STATED TASK: Select every line in the data that contains the string "yellow". Case counts.

PROVIDED MATERIAL:

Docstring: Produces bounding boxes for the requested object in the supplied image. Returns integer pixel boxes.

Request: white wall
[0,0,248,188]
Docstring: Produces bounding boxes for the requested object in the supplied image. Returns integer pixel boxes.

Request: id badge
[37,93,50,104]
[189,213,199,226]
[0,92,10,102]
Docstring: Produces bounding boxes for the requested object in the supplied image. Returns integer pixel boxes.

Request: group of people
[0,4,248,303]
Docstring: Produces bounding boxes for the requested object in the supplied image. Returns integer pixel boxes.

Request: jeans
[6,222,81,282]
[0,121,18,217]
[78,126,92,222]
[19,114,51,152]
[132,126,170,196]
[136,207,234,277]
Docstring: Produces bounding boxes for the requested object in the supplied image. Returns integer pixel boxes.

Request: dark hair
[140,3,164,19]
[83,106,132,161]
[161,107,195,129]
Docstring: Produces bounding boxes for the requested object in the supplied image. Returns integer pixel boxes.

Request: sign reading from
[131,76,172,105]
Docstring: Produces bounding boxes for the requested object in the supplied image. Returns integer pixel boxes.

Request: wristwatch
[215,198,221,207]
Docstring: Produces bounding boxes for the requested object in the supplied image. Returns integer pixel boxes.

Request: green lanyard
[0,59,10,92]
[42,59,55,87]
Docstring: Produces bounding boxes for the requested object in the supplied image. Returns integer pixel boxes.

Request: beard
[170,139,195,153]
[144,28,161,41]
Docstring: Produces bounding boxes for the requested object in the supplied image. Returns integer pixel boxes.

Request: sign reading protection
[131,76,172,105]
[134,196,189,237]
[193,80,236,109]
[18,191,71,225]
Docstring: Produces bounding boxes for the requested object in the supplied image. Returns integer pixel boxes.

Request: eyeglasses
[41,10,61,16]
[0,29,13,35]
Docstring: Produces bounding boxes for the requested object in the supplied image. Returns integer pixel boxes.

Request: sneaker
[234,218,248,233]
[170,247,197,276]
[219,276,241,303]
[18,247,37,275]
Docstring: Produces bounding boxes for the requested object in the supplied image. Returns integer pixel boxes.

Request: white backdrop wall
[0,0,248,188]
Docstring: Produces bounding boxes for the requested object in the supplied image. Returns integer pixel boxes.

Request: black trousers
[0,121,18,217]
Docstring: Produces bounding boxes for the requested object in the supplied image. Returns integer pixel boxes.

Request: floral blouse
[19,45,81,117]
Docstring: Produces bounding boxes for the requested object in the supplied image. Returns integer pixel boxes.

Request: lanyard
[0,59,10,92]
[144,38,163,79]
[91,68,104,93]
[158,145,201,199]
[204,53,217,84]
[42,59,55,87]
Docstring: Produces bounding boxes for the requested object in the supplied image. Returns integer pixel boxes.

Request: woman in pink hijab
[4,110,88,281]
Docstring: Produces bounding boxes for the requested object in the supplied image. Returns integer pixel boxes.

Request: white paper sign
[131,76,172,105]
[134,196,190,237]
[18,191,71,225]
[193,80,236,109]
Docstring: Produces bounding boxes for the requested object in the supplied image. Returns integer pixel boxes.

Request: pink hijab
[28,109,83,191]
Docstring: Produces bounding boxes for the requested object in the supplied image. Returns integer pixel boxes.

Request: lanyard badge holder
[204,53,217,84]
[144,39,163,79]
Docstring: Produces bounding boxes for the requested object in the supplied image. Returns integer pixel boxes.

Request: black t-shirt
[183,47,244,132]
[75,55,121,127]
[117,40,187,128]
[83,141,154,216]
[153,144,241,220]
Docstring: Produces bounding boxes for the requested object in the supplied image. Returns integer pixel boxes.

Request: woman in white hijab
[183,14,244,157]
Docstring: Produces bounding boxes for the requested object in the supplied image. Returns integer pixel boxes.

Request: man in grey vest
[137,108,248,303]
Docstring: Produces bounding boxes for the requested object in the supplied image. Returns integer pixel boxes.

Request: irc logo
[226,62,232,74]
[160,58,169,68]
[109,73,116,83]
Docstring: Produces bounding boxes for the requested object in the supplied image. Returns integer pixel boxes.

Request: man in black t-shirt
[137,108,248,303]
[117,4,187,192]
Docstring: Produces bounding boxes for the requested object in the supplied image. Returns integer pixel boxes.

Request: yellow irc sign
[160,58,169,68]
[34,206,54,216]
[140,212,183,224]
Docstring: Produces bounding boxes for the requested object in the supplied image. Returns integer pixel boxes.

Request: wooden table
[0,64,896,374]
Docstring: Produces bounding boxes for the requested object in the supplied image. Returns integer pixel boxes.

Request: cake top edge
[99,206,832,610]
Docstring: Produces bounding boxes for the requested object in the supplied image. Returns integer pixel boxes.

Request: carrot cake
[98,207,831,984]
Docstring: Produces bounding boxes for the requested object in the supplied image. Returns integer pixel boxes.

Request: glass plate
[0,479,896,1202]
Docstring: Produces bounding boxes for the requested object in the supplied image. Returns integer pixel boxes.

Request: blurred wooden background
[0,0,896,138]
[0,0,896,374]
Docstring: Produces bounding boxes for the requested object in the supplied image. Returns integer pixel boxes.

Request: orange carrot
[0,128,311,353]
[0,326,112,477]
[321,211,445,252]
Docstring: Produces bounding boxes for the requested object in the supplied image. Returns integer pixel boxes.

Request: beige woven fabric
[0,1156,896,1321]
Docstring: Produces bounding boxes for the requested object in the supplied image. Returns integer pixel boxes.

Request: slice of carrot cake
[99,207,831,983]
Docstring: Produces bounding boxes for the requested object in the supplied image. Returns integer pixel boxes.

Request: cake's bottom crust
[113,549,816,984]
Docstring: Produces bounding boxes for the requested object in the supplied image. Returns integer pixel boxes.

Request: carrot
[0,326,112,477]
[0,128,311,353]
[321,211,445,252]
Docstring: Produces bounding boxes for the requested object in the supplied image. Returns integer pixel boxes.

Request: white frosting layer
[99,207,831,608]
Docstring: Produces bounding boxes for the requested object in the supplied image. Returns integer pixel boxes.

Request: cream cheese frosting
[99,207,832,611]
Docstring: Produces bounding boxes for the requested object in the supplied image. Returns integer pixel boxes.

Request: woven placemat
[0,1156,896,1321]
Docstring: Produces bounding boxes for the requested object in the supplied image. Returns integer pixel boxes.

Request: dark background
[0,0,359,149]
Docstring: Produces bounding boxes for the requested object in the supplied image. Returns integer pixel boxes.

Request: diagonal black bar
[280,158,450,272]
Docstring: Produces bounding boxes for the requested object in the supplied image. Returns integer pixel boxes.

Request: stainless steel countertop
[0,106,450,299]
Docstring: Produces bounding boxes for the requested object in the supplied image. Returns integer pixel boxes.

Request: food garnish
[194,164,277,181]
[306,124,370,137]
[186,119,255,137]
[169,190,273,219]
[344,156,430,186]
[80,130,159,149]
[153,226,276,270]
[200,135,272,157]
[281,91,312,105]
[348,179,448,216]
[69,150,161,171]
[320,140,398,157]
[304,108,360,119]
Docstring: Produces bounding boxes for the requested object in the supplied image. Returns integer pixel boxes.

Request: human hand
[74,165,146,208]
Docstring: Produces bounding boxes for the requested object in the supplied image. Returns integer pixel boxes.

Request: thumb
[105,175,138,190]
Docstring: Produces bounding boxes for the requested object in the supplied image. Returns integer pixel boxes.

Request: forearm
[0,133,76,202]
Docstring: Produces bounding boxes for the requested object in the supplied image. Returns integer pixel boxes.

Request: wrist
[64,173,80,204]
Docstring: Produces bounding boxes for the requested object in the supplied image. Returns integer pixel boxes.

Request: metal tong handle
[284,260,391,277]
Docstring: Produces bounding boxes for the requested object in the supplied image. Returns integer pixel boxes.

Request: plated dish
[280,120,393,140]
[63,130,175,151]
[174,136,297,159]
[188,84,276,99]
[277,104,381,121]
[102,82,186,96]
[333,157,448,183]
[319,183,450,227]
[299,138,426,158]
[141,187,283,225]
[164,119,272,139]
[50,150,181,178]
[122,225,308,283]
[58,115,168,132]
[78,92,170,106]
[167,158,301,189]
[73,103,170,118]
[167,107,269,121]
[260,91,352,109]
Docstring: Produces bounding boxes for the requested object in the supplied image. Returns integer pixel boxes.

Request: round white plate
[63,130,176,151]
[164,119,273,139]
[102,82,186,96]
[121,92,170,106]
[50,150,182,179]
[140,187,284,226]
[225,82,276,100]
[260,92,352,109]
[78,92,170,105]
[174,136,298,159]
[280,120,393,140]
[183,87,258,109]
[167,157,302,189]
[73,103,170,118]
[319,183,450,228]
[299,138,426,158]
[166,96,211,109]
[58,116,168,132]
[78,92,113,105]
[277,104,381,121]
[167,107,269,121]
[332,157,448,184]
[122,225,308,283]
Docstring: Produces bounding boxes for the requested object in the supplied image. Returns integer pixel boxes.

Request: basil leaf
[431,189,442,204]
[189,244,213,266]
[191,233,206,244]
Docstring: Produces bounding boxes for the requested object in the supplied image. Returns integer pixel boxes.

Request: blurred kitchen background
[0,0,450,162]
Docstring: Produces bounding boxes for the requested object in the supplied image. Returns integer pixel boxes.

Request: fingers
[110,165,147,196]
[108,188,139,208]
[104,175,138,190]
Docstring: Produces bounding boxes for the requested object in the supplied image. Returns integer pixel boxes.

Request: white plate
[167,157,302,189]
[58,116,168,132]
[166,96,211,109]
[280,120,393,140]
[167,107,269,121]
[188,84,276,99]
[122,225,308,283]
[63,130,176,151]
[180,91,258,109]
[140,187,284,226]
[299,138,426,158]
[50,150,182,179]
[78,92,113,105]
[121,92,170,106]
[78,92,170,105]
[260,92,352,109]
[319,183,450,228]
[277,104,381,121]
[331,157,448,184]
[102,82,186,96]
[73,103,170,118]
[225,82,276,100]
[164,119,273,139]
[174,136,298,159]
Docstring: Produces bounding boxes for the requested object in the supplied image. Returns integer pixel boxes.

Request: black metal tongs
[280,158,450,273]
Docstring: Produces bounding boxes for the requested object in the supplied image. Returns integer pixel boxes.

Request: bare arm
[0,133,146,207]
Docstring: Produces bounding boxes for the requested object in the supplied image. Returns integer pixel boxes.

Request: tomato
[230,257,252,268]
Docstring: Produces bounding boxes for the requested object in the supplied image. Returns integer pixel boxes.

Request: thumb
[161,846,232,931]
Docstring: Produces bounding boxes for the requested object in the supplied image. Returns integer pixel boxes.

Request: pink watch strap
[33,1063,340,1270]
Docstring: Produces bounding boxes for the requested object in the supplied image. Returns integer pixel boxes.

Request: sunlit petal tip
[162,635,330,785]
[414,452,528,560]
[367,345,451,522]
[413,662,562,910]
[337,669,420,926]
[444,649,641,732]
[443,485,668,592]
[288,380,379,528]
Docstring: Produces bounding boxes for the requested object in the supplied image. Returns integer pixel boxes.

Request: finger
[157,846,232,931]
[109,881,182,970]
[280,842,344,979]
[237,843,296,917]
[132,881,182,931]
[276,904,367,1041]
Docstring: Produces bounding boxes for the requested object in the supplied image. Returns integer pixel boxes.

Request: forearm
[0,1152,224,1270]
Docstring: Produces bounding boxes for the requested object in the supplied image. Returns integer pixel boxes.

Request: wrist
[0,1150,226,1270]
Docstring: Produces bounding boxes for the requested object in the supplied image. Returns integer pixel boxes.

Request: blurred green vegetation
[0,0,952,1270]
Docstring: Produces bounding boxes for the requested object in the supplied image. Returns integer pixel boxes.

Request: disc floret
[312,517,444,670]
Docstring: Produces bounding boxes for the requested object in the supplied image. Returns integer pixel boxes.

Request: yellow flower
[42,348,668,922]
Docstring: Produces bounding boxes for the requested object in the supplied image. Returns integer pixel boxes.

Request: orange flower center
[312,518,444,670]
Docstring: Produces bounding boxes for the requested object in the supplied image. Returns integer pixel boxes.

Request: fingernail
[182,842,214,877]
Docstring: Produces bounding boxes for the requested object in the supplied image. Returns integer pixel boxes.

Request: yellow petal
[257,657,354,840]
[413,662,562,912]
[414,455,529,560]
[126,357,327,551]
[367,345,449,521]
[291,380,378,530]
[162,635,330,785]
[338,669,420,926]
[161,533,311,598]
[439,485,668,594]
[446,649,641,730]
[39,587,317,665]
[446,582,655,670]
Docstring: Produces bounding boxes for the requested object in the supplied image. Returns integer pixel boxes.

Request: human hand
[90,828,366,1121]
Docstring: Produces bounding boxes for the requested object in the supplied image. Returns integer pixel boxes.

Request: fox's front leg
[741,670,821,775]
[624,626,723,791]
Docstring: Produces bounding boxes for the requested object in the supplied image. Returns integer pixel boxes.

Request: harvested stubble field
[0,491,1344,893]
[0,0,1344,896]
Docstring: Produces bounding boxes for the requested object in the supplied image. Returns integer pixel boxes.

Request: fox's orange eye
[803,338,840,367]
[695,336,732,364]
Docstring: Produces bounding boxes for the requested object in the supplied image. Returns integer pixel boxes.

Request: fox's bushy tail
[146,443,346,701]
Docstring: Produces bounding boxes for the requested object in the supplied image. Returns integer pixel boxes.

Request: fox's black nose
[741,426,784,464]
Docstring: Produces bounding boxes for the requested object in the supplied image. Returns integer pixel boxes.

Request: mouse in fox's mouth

EXPECTED ANSWER:
Request: yellow irc sign
Request: yellow flower
Request: yellow petal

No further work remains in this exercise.